*What you have to do*. In full and without alteration, print the records below, minus any images.

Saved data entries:
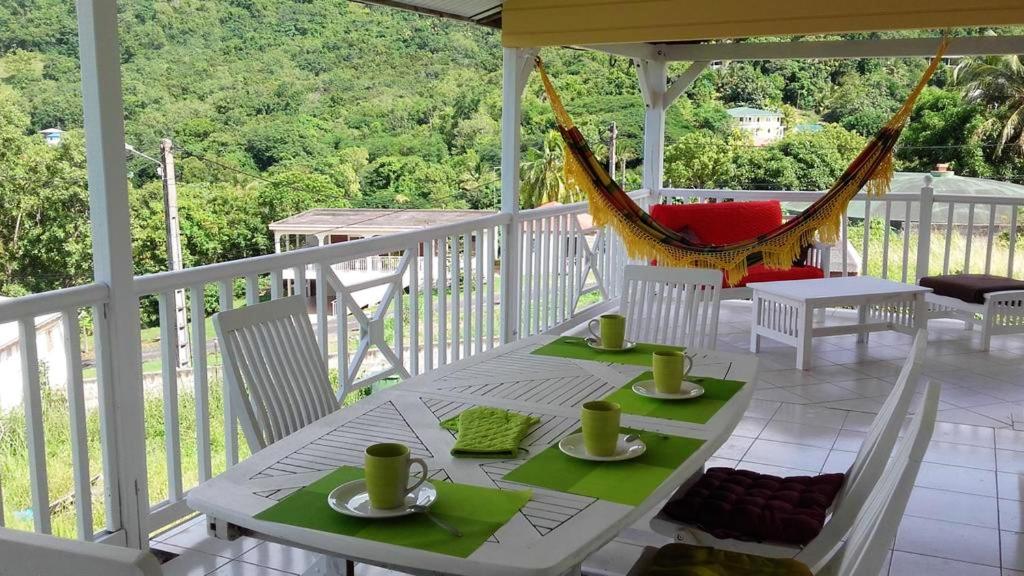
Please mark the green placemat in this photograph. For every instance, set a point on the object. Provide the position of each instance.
(629, 482)
(477, 511)
(698, 410)
(576, 347)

*Answer for the task*.
Please mark the green placemat in this photograph. For every instance, set a point on the object. Provide the position of each instance.
(629, 482)
(477, 511)
(698, 410)
(576, 347)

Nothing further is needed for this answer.